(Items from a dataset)
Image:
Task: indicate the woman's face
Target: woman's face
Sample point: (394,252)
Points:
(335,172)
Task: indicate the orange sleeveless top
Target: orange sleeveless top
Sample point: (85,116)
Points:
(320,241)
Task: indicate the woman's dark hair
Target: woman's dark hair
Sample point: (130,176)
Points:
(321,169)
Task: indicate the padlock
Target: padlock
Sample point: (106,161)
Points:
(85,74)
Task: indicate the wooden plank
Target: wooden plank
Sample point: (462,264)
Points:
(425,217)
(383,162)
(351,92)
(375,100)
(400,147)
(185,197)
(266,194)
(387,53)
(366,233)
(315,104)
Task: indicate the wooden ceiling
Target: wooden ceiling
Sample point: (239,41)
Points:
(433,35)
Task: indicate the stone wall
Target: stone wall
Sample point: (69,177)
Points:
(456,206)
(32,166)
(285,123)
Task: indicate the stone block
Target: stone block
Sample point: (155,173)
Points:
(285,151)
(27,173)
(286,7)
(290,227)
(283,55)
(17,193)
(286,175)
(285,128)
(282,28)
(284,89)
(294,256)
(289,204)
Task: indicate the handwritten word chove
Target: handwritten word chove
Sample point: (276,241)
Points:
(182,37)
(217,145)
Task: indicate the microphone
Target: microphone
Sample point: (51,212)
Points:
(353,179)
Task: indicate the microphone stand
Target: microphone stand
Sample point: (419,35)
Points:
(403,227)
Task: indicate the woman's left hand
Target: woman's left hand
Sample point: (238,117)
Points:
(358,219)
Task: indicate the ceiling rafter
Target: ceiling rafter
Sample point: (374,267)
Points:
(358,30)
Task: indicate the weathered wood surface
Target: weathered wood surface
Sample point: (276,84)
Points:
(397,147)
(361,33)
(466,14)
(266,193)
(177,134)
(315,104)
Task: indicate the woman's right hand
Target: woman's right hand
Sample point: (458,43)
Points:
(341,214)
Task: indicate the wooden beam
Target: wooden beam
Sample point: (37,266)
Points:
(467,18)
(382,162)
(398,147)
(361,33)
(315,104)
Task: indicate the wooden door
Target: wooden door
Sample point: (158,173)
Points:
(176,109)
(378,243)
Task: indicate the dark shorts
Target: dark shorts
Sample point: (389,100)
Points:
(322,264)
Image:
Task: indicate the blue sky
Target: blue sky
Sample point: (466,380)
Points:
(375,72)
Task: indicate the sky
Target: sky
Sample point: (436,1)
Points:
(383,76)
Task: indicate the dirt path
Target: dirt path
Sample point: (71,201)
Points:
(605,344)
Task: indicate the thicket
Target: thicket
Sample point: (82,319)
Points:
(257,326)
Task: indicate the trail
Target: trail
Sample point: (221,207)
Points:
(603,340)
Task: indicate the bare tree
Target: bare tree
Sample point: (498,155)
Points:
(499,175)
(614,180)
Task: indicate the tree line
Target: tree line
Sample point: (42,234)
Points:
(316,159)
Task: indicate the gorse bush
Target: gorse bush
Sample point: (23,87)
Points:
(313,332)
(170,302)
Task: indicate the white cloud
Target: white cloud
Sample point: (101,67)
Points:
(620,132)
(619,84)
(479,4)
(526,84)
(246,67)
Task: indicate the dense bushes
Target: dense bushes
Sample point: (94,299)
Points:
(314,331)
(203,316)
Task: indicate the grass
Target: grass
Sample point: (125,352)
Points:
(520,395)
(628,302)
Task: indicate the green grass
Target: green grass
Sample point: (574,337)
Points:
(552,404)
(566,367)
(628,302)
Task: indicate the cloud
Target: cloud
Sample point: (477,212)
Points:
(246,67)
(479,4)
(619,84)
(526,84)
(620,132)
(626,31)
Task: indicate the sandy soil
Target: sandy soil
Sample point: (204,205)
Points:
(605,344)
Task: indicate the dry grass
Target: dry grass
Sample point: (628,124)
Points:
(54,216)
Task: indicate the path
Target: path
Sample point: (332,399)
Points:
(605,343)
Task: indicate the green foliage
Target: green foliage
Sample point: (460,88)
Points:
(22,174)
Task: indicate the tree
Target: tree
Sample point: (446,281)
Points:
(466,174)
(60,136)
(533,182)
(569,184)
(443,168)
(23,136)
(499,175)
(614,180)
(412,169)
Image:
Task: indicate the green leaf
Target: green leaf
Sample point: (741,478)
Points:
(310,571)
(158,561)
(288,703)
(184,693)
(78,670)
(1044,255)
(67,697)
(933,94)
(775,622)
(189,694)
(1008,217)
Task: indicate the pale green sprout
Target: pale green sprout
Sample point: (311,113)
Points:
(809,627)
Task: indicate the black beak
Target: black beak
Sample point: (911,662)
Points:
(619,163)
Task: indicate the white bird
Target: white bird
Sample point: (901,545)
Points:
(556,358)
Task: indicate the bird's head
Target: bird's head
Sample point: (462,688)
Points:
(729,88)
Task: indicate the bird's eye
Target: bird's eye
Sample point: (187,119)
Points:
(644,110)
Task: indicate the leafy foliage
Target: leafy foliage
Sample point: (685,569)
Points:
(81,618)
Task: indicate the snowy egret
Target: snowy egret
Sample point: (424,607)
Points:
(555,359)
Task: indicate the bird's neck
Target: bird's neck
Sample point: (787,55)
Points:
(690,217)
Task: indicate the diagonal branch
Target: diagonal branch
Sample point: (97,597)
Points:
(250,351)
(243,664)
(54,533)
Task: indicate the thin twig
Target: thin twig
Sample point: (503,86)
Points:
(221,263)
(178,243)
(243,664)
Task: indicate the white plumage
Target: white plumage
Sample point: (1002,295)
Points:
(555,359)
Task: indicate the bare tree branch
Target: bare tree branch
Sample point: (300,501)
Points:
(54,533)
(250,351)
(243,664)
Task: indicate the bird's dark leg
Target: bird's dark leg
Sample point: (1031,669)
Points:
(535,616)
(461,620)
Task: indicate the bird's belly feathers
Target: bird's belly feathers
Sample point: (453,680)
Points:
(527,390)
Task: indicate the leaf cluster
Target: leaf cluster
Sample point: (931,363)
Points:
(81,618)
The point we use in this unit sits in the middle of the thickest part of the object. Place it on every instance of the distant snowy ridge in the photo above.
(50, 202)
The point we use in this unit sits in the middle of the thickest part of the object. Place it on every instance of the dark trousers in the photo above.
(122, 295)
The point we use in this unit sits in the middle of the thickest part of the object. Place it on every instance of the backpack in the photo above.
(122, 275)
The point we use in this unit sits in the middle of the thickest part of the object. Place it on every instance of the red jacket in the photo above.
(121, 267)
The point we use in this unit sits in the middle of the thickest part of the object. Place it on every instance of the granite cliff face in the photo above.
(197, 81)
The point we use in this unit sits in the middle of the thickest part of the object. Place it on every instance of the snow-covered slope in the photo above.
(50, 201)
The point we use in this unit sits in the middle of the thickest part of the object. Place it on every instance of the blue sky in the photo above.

- [ACTION ITEM] After reading the records above, transcribe them verbatim.

- [EXPECTED ANSWER]
Image:
Task: indicate the woman's face
Target: woman's face
Sample point: (394,252)
Points:
(335,172)
Task: indicate the orange sleeveless top
Target: orange sleeveless top
Sample point: (85,116)
Points:
(320,241)
Task: indicate the woman's dark hair
Target: woman's dark hair
Sample point: (130,176)
Points:
(321,169)
Task: indicate the padlock
Target: padlock
Sample point: (106,161)
Points:
(85,74)
Task: indicate the wooden plank
Target: wooden plank
Sample point: (462,264)
Points:
(425,217)
(383,162)
(351,92)
(375,100)
(400,147)
(185,197)
(266,194)
(387,53)
(366,233)
(315,104)
Task: indicate the wooden ceiling
Target: wooden ceiling
Sample point: (239,41)
Points:
(433,35)
Task: indicate the stone wall
Target: stone wall
Sample point: (69,177)
Points:
(456,206)
(32,166)
(285,123)
Task: indicate the stone block
Target: stone block
Sample point: (155,173)
Points:
(285,151)
(27,173)
(286,7)
(290,227)
(283,55)
(17,193)
(286,175)
(285,128)
(282,28)
(284,89)
(294,256)
(289,204)
Task: indicate the handwritten word chove
Target: handwritten word chove
Sample point: (276,241)
Points:
(182,37)
(217,145)
Task: indicate the microphone
Target: microphone
Sample point: (51,212)
Points:
(353,179)
Task: indicate the microphone stand
Target: microphone stand
Sample point: (419,35)
Points:
(403,227)
Task: indicate the woman's left hand
Target: woman's left hand
Sample point: (238,117)
Points:
(358,219)
Task: indicate the ceiling rafter
Target: ceiling rafter
Sample point: (374,267)
Points:
(358,30)
Task: indicate the weathered wood surface
Target: weathered wood surface
Sample point: (276,84)
Points:
(397,147)
(361,33)
(466,14)
(266,193)
(177,134)
(315,104)
Task: indicate the woman's right hand
Target: woman's right hand
Sample point: (458,43)
Points:
(341,214)
Task: indicate the wooden beam
Target: wooden beam
Sample point: (37,266)
Points:
(467,18)
(382,162)
(398,147)
(361,33)
(315,104)
Task: indicate the wooden door
Target: wooden door
Sample point: (158,173)
Points:
(176,109)
(378,243)
Task: indicate the dark shorts
Target: dark shorts
Sample point: (389,100)
Points:
(322,264)
Image:
Task: indicate the blue sky
Target: blue sky
Sample point: (466,380)
Points:
(375,72)
Task: indicate the sky
Target: sky
Sample point: (436,1)
Points:
(383,76)
Task: indicate the dirt path
Target: dirt path
Sample point: (71,201)
Points:
(605,344)
Task: indicate the thicket
Target: thicket
Sample point: (82,319)
Points:
(257,326)
Task: indicate the trail
Target: trail
Sample point: (221,207)
Points:
(603,340)
Task: indicate the bare tree
Target: bare tree
Sample point: (498,155)
Points:
(499,175)
(614,180)
Task: indicate the tree line
Target: tree line
Sample point: (42,234)
Points:
(316,159)
Task: indicate the gorse bush
Target: gorse bush
Sample point: (23,87)
Points:
(313,332)
(170,302)
Task: indicate the white cloud
Target: white cloud
Sample point: (101,67)
Points:
(620,132)
(619,84)
(479,4)
(526,84)
(246,67)
Task: indicate the dense bushes
Target: dense bushes
Sample point: (94,299)
Points:
(314,331)
(203,316)
Task: indicate the grass
Target: grass
Sample point: (125,352)
Points:
(520,395)
(628,302)
Task: indicate the green grass
Target: green grass
Sample point: (574,337)
Points:
(552,404)
(566,367)
(628,302)
Task: indicate the cloud
Target: cloud
Sample point: (477,212)
Points:
(246,67)
(479,4)
(619,84)
(526,84)
(620,132)
(626,31)
Task: indicate the sandy soil
Target: sandy soil
Sample point: (204,205)
Points:
(605,344)
Task: indicate the dry grass
Target: dry grass
Sample point: (628,124)
Points:
(54,216)
Task: indicate the path
Target: path
Sample point: (332,399)
Points:
(605,343)
Task: indicate the green foliage
Target: green foliage
Sample point: (460,88)
Points:
(22,174)
Task: indicate the tree
Target: tree
Sample point: (446,281)
Points:
(466,174)
(60,136)
(533,182)
(569,184)
(443,168)
(23,136)
(499,175)
(614,180)
(412,169)
Image:
Task: indicate the green leaf
Target: green leaf
Sample point: (741,478)
Points:
(310,571)
(158,561)
(288,703)
(184,693)
(78,670)
(1044,255)
(67,697)
(933,94)
(775,622)
(189,694)
(1008,217)
Task: indicate the pale green sprout
Target: pale green sprout
Sample point: (311,113)
Points:
(809,627)
Task: indicate the black beak
Target: black beak
Sample point: (911,662)
Points:
(619,163)
Task: indicate the white bird
Target: white bird
Sample point: (901,545)
Points:
(556,358)
Task: indicate the bird's head
Target: bird's head
Sample point: (462,688)
Points:
(729,88)
Task: indicate the bird's eye
Target: bird's eye
Sample point: (187,119)
Points:
(644,110)
Task: indicate the leafy foliage
Target: leafy foliage
Sample point: (685,569)
Points:
(81,618)
Task: indicate the snowy egret
Target: snowy egret
Sample point: (424,607)
Points:
(555,359)
Task: indicate the bird's neck
Target: bird's neck
Sample point: (787,55)
Points:
(690,217)
Task: indicate the diagonal branch
Target: diagonal branch
Sample point: (97,597)
Points:
(250,351)
(243,664)
(54,533)
Task: indicate the thin twig
Target: thin twig
Sample point: (503,86)
Points:
(221,263)
(178,243)
(243,664)
Task: indicate the white plumage
Target: white plumage
Sample point: (1002,295)
Points:
(555,359)
Task: indicate the bare tree branch
Target: bare tree branch
Sample point: (300,501)
Points:
(54,533)
(250,351)
(243,664)
Task: indicate the bird's dark leg
Target: bird's dark leg
Sample point: (1031,669)
Points:
(535,616)
(461,620)
Task: indicate the bird's belly feathers
Target: bird's belly feathers
Sample point: (453,680)
Points:
(527,390)
Task: indicate the leaf cluster
Target: leaf cluster
Sample point: (931,363)
Points:
(81,618)
The point we use in this unit sits in the middle of the thickest part of the object. Place it on every instance of the distant snowy ridge in the photo above.
(50, 202)
The point we use in this unit sits in the middle of the thickest part of the object. Place it on every instance of the dark trousers in the photo above.
(122, 295)
The point we use in this unit sits in the middle of the thickest part of the object. Place it on every instance of the backpack in the photo above.
(122, 275)
The point we use in this unit sits in the middle of the thickest part of the object. Place it on every instance of the red jacket in the photo above.
(121, 267)
The point we use in this unit sits in the middle of the thickest part of the object. Place it on every instance of the granite cliff face in the photo above.
(197, 81)
The point we use in this unit sits in the middle of the thickest part of the object. Place it on every instance of the snow-covered slope in the photo above.
(50, 201)
The point we use in this unit sits in the middle of the thickest part of the object. Place it on every instance of the blue sky in the photo above.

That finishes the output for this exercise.